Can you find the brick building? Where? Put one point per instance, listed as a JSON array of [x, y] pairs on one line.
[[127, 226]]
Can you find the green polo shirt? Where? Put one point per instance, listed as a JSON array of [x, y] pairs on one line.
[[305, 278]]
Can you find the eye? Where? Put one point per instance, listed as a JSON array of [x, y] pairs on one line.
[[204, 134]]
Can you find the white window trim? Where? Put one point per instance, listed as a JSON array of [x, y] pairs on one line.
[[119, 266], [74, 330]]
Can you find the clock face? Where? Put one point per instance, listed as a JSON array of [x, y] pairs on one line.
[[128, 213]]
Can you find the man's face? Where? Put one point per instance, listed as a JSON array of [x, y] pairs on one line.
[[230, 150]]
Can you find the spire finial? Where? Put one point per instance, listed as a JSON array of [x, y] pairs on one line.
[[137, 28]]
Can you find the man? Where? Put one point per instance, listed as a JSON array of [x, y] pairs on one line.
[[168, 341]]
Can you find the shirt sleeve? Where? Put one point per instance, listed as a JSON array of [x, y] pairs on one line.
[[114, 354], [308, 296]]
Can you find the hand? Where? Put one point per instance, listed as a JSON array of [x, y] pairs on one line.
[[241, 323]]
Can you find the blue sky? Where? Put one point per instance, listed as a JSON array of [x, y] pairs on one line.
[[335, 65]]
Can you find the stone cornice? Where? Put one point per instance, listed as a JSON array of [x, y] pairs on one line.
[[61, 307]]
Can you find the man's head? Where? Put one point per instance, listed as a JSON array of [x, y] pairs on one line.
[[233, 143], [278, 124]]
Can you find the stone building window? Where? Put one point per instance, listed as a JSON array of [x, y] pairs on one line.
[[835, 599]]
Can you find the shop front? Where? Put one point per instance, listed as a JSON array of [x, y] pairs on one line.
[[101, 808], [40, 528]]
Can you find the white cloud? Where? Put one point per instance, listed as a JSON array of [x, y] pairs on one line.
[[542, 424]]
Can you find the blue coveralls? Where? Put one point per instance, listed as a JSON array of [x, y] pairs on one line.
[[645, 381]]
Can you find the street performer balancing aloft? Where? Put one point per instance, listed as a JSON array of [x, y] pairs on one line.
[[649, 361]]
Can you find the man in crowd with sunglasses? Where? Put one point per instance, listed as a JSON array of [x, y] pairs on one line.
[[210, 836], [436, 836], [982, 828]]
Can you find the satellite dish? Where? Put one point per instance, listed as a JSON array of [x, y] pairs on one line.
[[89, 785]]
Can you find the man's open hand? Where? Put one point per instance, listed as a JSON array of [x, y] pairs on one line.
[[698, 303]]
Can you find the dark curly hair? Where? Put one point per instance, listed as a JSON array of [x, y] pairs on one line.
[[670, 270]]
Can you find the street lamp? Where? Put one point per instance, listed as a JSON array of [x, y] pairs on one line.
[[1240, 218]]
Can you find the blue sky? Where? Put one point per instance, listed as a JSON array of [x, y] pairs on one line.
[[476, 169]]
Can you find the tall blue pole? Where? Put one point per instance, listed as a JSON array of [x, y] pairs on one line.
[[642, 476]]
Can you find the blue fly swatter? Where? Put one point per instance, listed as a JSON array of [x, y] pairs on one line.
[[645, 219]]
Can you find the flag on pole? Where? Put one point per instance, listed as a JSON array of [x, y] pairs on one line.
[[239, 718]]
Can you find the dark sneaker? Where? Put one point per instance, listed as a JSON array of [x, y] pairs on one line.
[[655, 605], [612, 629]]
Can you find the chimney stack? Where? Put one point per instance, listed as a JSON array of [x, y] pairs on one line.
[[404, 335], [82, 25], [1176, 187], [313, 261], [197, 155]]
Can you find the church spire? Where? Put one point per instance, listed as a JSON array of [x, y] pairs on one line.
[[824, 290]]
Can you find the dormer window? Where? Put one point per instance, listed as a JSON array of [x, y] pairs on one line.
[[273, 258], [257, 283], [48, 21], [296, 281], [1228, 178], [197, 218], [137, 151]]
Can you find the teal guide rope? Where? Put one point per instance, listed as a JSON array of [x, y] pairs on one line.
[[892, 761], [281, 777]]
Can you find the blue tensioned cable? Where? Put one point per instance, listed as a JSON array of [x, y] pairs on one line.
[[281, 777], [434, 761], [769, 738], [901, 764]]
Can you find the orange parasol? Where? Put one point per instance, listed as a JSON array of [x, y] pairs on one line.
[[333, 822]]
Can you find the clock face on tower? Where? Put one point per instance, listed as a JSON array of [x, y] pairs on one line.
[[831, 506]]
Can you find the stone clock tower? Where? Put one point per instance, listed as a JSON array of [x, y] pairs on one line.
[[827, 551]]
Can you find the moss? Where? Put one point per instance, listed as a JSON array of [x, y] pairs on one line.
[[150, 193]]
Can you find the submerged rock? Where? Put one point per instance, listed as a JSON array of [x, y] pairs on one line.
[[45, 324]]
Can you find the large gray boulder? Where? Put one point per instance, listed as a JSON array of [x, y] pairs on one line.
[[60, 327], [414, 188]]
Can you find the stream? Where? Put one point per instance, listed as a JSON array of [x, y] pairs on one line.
------------------------------------------------------------------------
Every entry must be output again, exactly as written above.

Can you find the brick building? Where? Put one point per instance, listed as a JSON array of [x, y] pairs on one line.
[[127, 226]]
Can you find the green polo shirt? Where? Put one point per instance, listed as a JSON array of [x, y] pairs on one line.
[[305, 278]]
Can you find the eye? Where? Put one point per instance, listed as a JSON array of [x, y] pairs on one line.
[[204, 134]]
Can you find the white window trim? Where? Put one point per instance, listed as a JSON array of [x, y] pairs on one line.
[[119, 266], [74, 330]]
Can you find the clock face? Where? Put one point per instance, listed as a JSON array of [x, y] pairs on one line.
[[128, 213]]
Can you find the man's face? Where? Put one point per instance, listed as a JSON array of [x, y] pairs on one line.
[[230, 150]]
Can you find the spire finial? Where? Put one point per instance, listed as a JSON array of [x, y] pairs on one line.
[[137, 28]]
Can you find the man? Where? Put one point per instance, listed as a JSON array of [x, y] pairs on one line.
[[168, 341]]
Can you find the shirt sleeve? Where? Put one point per instance, listed as a JSON array of [x, y] pairs on one line.
[[114, 354], [308, 296]]
Can you find the hand? Where? Put one point per instance, listed as a JSON array of [x, y] pairs on one line.
[[241, 323]]
Can you find the blue sky? Where? Put one point per instance, listed as a JSON array of [x, y] pairs on one line.
[[335, 65]]
Can you find the stone cornice? Where? Put one point per instance, listed as a JSON array of [x, y] pairs on one line.
[[61, 307]]
Can you find the man's head? Where? Put one point per instance, listed as a JSON array of [x, y] pairs on one line.
[[233, 143], [278, 124]]
Can you find the stone building window? Where? Put one point per instance, listed as a JSON array of [x, y] pairs on one line.
[[835, 599]]
Can you find the shop front? Where? Put one point per instance, listed as a JSON array of [x, y] pairs on one line.
[[101, 808], [40, 528]]
Can you find the white cloud? Where? Put one point per instance, listed as a JSON array of [x, y] pairs on one line.
[[542, 424]]
Can you find the blue coveralls? Where? Put one point per instance, listed as a JSON array of [x, y] pairs on one line.
[[645, 381]]
Can you find the street performer balancing aloft? Where? Put one point per instance, listed as a JSON array of [x, y] pairs on one line.
[[649, 361]]
Can you find the man in crowd with sunglasses? Where? Put one point per instance, listed as a JSON array of [x, y] pairs on one line.
[[210, 836], [436, 836], [982, 828]]
Can you find the satellite dish? Where? Put one point per instance, listed as a JSON array of [x, y] pairs on one line.
[[89, 785]]
Can you find the man's open hand? Where? Put one point per instance, listed as a JSON array of [x, y] pairs on one line.
[[698, 303]]
Can you find the dark curly hair? Where? Put one point per instance, listed as a JSON array of [x, y] pairs on one line.
[[670, 270]]
Can you find the street lamp? Where? Put one point per instance, listed as a JSON array of [x, y] pairs on one line.
[[1240, 218]]
Can you find the blue sky? Where? Put one point per instance, listed as a JSON array of [x, y] pairs on one line.
[[476, 169]]
Can you find the tall blue pole? Where? Put one point per instance, listed as a JSON array of [x, y] pairs on one line.
[[642, 476]]
Can you find the blue fly swatter? Where? Put one point per instance, listed as a JSON array of [x, y] pairs on one line.
[[645, 219]]
Can you find the flag on pole? Where? Put one point per instance, listed as a JSON array of [x, y] pairs on one line.
[[239, 718]]
Can you find the dark sneaker? Where? Put one point per instance, listed as a JSON array of [x, y] pairs on one line.
[[655, 605], [612, 629]]
Can you find the chimney stack? Where? Put one point per instance, listed as a JSON array of [x, y] pairs on one line.
[[404, 335], [82, 25], [1176, 187], [313, 261], [197, 155]]
Can you find the church spire? Where? Put one point per instance, listed as a JSON array of [x, y] pairs on one line.
[[824, 290]]
Can you find the dormer window? Where? Put one point per instance, listed as a JSON array of [x, y] pairs on one line.
[[273, 258], [257, 283], [48, 21], [296, 281], [1228, 178], [197, 218], [137, 151]]
Can you find the teal guide rope? Where? Put one point per instance, listed as a JSON array of [x, y] pairs on one line.
[[892, 761], [281, 777]]
Can you find the blue tensioned cable? Where? Put one point per instance, listed as a JSON array of [x, y] pairs on one line.
[[281, 777], [434, 761], [769, 738], [901, 764]]
Can you find the orange parasol? Where? Put one point per instance, listed as a JSON array of [x, y] pairs on one line.
[[333, 822]]
Can you find the clock face on tower? Where? Put one point per instance, listed as a JSON array of [x, y] pairs on one line.
[[831, 506]]
Can you find the stone clock tower? Where? Put one point per instance, listed as a JSON array of [x, y] pairs on one line.
[[827, 551]]
Can you find the moss? Where? Put one point per instance, listed as a JSON array of [x, y] pairs on one line.
[[150, 193]]
Can you find the submerged rock? Where? Put one point per instance, listed as a JSON array of [x, y] pairs on one line.
[[45, 324]]
Can you find the large gray boulder? Where? Put one point per instance, listed as a JSON array of [x, y] pairs on one line.
[[60, 327], [414, 188]]
Can you find the stream? Where? Put one point per instance, listed as a JSON array of [x, y] pairs on one line.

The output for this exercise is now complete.